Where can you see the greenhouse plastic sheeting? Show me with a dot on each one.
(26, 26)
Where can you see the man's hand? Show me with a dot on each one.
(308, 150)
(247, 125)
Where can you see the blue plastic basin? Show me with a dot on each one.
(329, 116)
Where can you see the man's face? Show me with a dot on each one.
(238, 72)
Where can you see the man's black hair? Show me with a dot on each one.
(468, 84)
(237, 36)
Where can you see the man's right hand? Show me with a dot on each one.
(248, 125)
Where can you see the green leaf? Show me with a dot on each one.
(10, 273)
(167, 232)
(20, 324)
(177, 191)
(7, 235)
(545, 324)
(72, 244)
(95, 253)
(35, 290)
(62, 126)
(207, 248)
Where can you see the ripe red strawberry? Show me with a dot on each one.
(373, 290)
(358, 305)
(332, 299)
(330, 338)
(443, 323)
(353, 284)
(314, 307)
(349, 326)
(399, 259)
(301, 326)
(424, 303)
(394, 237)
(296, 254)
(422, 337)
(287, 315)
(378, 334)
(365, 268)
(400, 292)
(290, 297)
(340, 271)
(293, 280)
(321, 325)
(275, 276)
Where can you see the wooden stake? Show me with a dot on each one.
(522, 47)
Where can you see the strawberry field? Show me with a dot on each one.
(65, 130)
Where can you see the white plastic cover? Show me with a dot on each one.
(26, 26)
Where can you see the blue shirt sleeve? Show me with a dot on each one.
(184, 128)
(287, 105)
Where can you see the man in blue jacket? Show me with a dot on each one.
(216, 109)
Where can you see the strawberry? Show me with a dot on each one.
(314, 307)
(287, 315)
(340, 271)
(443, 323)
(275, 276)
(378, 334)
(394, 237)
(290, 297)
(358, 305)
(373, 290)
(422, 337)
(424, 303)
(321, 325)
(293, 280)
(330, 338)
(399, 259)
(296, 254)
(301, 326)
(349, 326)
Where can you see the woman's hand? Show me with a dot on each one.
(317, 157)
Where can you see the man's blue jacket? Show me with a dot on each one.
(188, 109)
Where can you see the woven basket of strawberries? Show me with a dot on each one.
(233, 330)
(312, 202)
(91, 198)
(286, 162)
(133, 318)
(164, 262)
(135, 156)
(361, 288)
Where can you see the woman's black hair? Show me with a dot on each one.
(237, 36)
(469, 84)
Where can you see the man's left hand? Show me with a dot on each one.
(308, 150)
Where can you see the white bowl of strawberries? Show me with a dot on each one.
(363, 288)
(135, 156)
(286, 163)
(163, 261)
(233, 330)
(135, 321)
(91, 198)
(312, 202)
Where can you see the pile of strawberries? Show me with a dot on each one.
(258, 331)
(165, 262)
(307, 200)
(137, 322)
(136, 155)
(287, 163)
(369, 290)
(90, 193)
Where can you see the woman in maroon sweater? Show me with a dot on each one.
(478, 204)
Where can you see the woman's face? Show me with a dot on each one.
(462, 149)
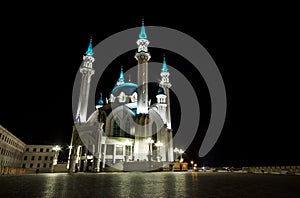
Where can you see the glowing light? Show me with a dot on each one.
(56, 148)
(143, 34)
(158, 144)
(149, 141)
(164, 68)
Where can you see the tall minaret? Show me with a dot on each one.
(87, 71)
(165, 84)
(142, 56)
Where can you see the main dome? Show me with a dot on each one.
(128, 88)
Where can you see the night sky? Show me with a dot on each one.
(252, 49)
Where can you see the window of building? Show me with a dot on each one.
(119, 150)
(127, 150)
(109, 149)
(116, 128)
(127, 128)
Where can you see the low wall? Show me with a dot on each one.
(295, 170)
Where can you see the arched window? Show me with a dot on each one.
(116, 128)
(127, 128)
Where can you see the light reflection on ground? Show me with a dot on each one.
(155, 184)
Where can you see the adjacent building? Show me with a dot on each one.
(17, 157)
(39, 158)
(11, 151)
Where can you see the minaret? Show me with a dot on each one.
(165, 84)
(142, 56)
(121, 79)
(87, 71)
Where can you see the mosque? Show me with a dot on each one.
(125, 130)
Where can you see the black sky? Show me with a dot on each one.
(254, 50)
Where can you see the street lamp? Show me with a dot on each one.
(150, 142)
(56, 150)
(181, 152)
(176, 151)
(158, 144)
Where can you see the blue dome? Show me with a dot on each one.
(160, 91)
(127, 88)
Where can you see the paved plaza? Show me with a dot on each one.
(152, 184)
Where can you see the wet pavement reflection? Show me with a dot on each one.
(149, 184)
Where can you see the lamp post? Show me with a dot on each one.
(158, 144)
(150, 142)
(176, 151)
(181, 152)
(56, 150)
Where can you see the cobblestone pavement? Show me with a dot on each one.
(155, 184)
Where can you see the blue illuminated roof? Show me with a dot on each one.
(143, 34)
(121, 78)
(89, 51)
(164, 67)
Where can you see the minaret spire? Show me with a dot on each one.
(165, 84)
(121, 79)
(142, 56)
(164, 67)
(143, 34)
(87, 71)
(89, 51)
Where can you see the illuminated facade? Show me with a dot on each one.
(11, 151)
(126, 128)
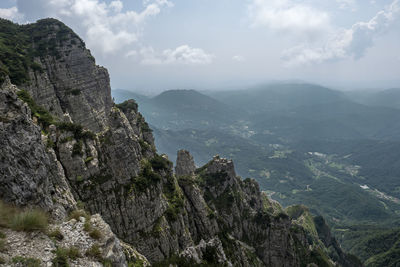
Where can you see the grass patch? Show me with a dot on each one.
(29, 220)
(94, 252)
(88, 159)
(159, 163)
(2, 245)
(44, 116)
(26, 262)
(76, 214)
(92, 231)
(77, 130)
(77, 148)
(56, 235)
(146, 179)
(128, 105)
(95, 234)
(64, 254)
───
> _WHAT IS BEING ASKED_
Copy the records word for word, beginning with the line that contains "Where can you see the illuminated" and continuing through the end of the records. Leave the pictures out of your copy.

> _COMPLETE RESPONSE_
Where can you see the illuminated facade? Show me with a dot on each one.
(11, 151)
(126, 128)
Where can you see the grass patch? Show me with a dot on each one.
(29, 220)
(94, 252)
(88, 159)
(159, 163)
(2, 245)
(44, 116)
(26, 262)
(76, 214)
(92, 231)
(77, 130)
(77, 148)
(56, 235)
(146, 179)
(128, 105)
(95, 234)
(64, 254)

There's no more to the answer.